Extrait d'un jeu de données

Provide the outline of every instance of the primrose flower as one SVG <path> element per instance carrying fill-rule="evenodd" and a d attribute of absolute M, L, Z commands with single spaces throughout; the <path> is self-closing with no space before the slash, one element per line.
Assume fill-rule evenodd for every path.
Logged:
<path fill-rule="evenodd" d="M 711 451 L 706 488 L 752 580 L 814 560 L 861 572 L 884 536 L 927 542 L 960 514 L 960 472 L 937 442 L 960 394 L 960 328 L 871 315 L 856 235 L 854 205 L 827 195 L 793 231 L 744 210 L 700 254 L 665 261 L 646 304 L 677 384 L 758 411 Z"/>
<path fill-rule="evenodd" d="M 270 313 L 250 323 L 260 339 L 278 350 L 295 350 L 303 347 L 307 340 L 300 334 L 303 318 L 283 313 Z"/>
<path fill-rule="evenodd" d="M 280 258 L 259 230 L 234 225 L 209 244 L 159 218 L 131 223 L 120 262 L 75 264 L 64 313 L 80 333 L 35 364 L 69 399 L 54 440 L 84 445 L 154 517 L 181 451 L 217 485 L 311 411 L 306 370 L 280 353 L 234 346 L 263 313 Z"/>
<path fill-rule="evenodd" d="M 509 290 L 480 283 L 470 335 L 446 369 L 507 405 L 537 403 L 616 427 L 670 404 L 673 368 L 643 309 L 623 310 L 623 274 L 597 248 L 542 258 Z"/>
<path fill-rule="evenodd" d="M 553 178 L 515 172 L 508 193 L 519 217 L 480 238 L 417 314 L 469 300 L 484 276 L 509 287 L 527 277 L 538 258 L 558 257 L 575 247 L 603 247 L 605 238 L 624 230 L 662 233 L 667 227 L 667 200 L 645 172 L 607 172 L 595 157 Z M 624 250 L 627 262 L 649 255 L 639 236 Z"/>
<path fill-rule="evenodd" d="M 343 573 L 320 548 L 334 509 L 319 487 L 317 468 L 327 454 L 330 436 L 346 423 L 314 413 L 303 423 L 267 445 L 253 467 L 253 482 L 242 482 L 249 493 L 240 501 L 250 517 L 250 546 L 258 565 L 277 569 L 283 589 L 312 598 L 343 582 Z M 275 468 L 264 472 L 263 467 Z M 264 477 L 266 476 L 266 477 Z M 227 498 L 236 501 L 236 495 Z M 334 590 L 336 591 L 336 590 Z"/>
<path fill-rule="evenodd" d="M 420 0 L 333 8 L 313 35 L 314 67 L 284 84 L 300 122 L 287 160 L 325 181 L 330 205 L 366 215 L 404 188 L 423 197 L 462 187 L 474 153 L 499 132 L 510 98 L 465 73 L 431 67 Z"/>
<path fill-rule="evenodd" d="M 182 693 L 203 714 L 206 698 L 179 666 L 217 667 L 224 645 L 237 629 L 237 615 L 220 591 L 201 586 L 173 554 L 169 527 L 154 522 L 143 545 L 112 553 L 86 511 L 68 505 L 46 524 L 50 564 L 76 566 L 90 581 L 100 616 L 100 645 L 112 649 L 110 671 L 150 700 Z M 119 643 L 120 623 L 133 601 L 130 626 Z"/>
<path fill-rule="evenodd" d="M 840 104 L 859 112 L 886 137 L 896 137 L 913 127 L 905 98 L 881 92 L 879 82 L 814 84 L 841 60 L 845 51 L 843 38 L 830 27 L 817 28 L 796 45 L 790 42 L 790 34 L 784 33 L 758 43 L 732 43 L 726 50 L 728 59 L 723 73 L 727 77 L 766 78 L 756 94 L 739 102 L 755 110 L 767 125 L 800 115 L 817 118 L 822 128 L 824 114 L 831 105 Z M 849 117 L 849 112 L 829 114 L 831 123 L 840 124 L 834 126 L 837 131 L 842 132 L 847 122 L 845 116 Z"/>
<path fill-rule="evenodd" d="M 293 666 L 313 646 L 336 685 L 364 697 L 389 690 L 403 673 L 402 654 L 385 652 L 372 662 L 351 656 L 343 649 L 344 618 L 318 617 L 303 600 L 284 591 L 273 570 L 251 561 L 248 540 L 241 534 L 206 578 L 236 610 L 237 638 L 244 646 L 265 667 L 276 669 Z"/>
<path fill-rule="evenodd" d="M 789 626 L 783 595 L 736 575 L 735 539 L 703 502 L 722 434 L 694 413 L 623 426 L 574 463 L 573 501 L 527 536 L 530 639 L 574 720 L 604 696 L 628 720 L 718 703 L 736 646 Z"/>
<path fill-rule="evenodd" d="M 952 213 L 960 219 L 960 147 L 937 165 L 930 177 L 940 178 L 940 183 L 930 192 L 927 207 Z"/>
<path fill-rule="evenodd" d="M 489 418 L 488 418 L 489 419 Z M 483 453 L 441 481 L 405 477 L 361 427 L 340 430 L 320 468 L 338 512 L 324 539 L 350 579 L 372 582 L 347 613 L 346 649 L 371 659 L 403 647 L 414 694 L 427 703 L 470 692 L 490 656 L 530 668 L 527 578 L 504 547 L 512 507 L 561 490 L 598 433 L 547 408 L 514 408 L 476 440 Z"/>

| EXERCICE |
Renvoyez, s'il vous plaît, toutes les lignes du listing qui contiennent la chaîne "every".

| SOLUTION |
Provide the outline of every instance of the primrose flower as one SVG <path> element per instance carrying fill-rule="evenodd" and a d attribute of absolute M, L, Z commands with single spaces throughout; the <path> is self-closing with no space before the slash, one element per line.
Assume fill-rule evenodd for every path.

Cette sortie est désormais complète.